* [What you should do] Return the material word for word. Do not include the pictures.

[Records from a collection]

** START **

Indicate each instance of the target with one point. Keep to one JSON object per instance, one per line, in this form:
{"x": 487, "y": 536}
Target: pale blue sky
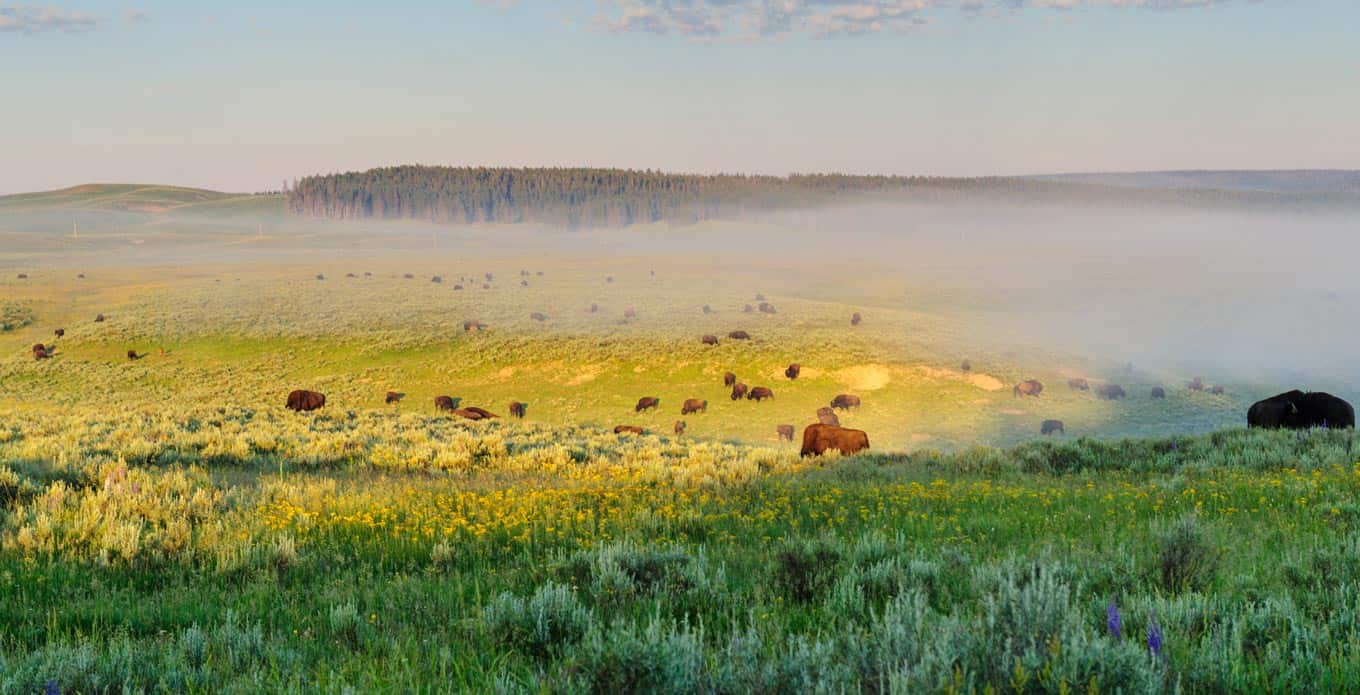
{"x": 241, "y": 95}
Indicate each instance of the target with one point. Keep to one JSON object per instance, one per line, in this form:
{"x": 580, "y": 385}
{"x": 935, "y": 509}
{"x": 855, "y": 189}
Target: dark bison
{"x": 1110, "y": 392}
{"x": 827, "y": 416}
{"x": 306, "y": 400}
{"x": 845, "y": 401}
{"x": 820, "y": 438}
{"x": 694, "y": 405}
{"x": 1296, "y": 410}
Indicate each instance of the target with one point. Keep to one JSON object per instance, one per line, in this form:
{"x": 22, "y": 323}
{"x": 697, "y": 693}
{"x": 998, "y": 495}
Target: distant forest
{"x": 615, "y": 197}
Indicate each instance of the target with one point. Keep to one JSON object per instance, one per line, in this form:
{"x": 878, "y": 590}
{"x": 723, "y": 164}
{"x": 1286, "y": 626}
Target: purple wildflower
{"x": 1113, "y": 620}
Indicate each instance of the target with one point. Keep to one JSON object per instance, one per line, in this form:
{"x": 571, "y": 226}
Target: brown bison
{"x": 820, "y": 438}
{"x": 1110, "y": 392}
{"x": 845, "y": 401}
{"x": 827, "y": 416}
{"x": 694, "y": 405}
{"x": 306, "y": 400}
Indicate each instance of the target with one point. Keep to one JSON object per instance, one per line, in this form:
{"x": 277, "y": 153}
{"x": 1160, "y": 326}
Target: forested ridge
{"x": 614, "y": 197}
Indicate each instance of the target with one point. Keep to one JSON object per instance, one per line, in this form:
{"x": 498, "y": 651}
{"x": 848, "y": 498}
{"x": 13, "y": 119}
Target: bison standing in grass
{"x": 822, "y": 438}
{"x": 306, "y": 400}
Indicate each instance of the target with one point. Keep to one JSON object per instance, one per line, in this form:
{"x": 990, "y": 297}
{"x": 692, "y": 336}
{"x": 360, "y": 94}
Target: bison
{"x": 694, "y": 405}
{"x": 306, "y": 400}
{"x": 845, "y": 401}
{"x": 820, "y": 438}
{"x": 827, "y": 416}
{"x": 1296, "y": 410}
{"x": 1110, "y": 392}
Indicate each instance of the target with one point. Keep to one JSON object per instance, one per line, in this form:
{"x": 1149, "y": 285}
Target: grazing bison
{"x": 694, "y": 405}
{"x": 820, "y": 438}
{"x": 306, "y": 400}
{"x": 845, "y": 401}
{"x": 759, "y": 393}
{"x": 1110, "y": 392}
{"x": 827, "y": 416}
{"x": 1296, "y": 410}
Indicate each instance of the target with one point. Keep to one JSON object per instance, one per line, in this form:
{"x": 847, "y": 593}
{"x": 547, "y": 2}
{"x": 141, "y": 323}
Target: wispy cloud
{"x": 29, "y": 19}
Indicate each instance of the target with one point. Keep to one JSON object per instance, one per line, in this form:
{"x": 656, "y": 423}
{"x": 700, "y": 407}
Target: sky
{"x": 248, "y": 94}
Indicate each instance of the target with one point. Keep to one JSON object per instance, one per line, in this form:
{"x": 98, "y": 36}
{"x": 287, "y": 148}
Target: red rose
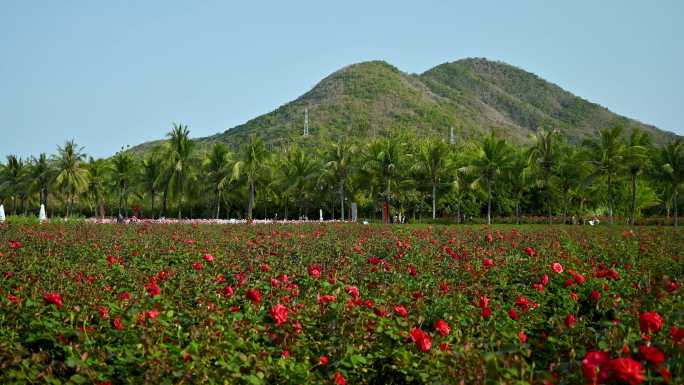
{"x": 152, "y": 288}
{"x": 592, "y": 363}
{"x": 595, "y": 295}
{"x": 315, "y": 271}
{"x": 513, "y": 314}
{"x": 650, "y": 322}
{"x": 339, "y": 379}
{"x": 116, "y": 323}
{"x": 677, "y": 334}
{"x": 353, "y": 291}
{"x": 279, "y": 314}
{"x": 53, "y": 298}
{"x": 442, "y": 327}
{"x": 651, "y": 354}
{"x": 422, "y": 340}
{"x": 399, "y": 309}
{"x": 486, "y": 312}
{"x": 254, "y": 296}
{"x": 522, "y": 337}
{"x": 326, "y": 298}
{"x": 625, "y": 369}
{"x": 557, "y": 267}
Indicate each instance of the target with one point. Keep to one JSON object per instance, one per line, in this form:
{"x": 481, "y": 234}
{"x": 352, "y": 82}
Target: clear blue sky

** END **

* [Result of this exercise]
Indicate each instance of the target with one point. Keep to one JSON object per instance, one per line, in this form:
{"x": 487, "y": 536}
Target: pale blue sky
{"x": 241, "y": 95}
Indicate each instance of the target with one point. Keep to one JSON object per instance, one per line, in this form:
{"x": 580, "y": 385}
{"x": 935, "y": 509}
{"x": 855, "y": 189}
Target: dark bison
{"x": 1110, "y": 392}
{"x": 827, "y": 416}
{"x": 306, "y": 400}
{"x": 845, "y": 401}
{"x": 820, "y": 438}
{"x": 694, "y": 405}
{"x": 1296, "y": 410}
Indicate each instance of the target with one point. Keep to one JSON object per instance, one per line, in this form:
{"x": 22, "y": 323}
{"x": 697, "y": 693}
{"x": 998, "y": 495}
Target: distant forest
{"x": 615, "y": 197}
Indicate each instance of the target with one point. Keep to one JSON object per instance, one per line, in this form:
{"x": 878, "y": 590}
{"x": 723, "y": 164}
{"x": 1286, "y": 626}
Target: purple wildflower
{"x": 1113, "y": 620}
Indicate each instance of the target with one point. Keep to one JSON object per instance, one per line, in this form:
{"x": 571, "y": 226}
Target: brown bison
{"x": 820, "y": 438}
{"x": 1110, "y": 392}
{"x": 845, "y": 401}
{"x": 827, "y": 416}
{"x": 694, "y": 405}
{"x": 306, "y": 400}
Indicate each instance of the target with one point. Keep to one JSON object per instance, one per line, in this form:
{"x": 277, "y": 153}
{"x": 1160, "y": 326}
Target: forested ridge
{"x": 614, "y": 197}
Indicate each instance of the target with one point. Keep to one JSON object per instance, one per line, in this form:
{"x": 498, "y": 651}
{"x": 848, "y": 498}
{"x": 13, "y": 119}
Target: bison standing in grass
{"x": 822, "y": 438}
{"x": 306, "y": 400}
Indicate each instance of the target with one point. Keep to one JSON object per instance, one per line, in this form:
{"x": 990, "y": 297}
{"x": 692, "y": 336}
{"x": 360, "y": 94}
Target: bison
{"x": 694, "y": 405}
{"x": 306, "y": 400}
{"x": 845, "y": 401}
{"x": 820, "y": 438}
{"x": 827, "y": 416}
{"x": 1296, "y": 410}
{"x": 1110, "y": 392}
Indicate each instance of the target with one point. Keep to one JSON object per instance, one per line, in this form:
{"x": 1149, "y": 285}
Target: grazing bison
{"x": 694, "y": 405}
{"x": 820, "y": 438}
{"x": 306, "y": 400}
{"x": 845, "y": 401}
{"x": 759, "y": 393}
{"x": 1110, "y": 392}
{"x": 827, "y": 416}
{"x": 1296, "y": 410}
Indicate each instance of the target with one point. Keep to one JSON object per instance, one per line, in this form:
{"x": 847, "y": 593}
{"x": 547, "y": 2}
{"x": 141, "y": 323}
Target: wispy cloud
{"x": 29, "y": 19}
Indicate each instance of the target with one point. Keep to one JSON object per instance, one per line, in this form:
{"x": 656, "y": 423}
{"x": 700, "y": 407}
Target: sky
{"x": 248, "y": 94}
Indicate each instance of the target with one point. Keep to one JSON object per instance, one per line, in this form:
{"x": 98, "y": 36}
{"x": 287, "y": 148}
Target: red rose
{"x": 152, "y": 288}
{"x": 592, "y": 363}
{"x": 595, "y": 295}
{"x": 315, "y": 271}
{"x": 513, "y": 314}
{"x": 650, "y": 322}
{"x": 339, "y": 379}
{"x": 116, "y": 323}
{"x": 677, "y": 334}
{"x": 353, "y": 291}
{"x": 279, "y": 314}
{"x": 53, "y": 298}
{"x": 442, "y": 327}
{"x": 651, "y": 354}
{"x": 422, "y": 340}
{"x": 399, "y": 309}
{"x": 486, "y": 312}
{"x": 254, "y": 296}
{"x": 522, "y": 337}
{"x": 326, "y": 298}
{"x": 625, "y": 369}
{"x": 557, "y": 267}
Indicate each instance of the target with one point. Keep to one JSON object per instance, one per line, in this form:
{"x": 481, "y": 234}
{"x": 352, "y": 82}
Target: clear blue sky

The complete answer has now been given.